[Saved entries]
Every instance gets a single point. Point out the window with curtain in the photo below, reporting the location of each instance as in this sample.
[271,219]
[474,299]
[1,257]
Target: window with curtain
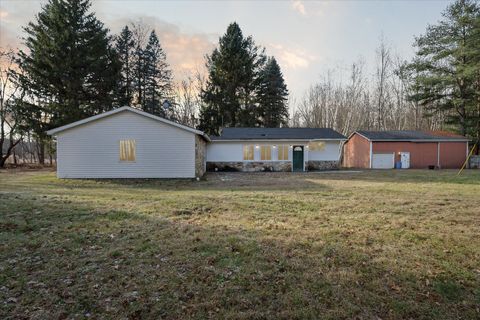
[248,152]
[283,152]
[127,150]
[266,153]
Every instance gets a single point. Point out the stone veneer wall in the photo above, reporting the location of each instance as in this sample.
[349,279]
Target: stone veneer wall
[258,166]
[321,165]
[200,153]
[250,166]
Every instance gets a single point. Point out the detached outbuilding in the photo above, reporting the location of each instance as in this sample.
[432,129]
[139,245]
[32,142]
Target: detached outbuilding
[129,143]
[405,149]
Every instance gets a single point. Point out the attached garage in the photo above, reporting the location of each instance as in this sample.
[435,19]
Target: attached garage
[405,149]
[129,143]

- Directions for this task
From the line with "Every instance gets a single point. Point out the stone" to the final line of the entries above, return every line exactly as written.

- Answer box
Every instance gets a single point. Point out the stone veneer wall in the photo above, reporting the location of each instance as in this sample.
[349,279]
Target: stone veneer wall
[258,166]
[321,165]
[200,153]
[250,166]
Every instance gets a single point. Point out the detached outbuilding in the photo above, reporting the location of each instance as in this sample.
[432,129]
[139,245]
[32,142]
Target: detached outbuilding
[129,143]
[405,149]
Every instance gets a single point. Point out the attached garage in the photo above, reporting the location of each instance as in this sample.
[435,19]
Target: attached garage
[405,149]
[129,143]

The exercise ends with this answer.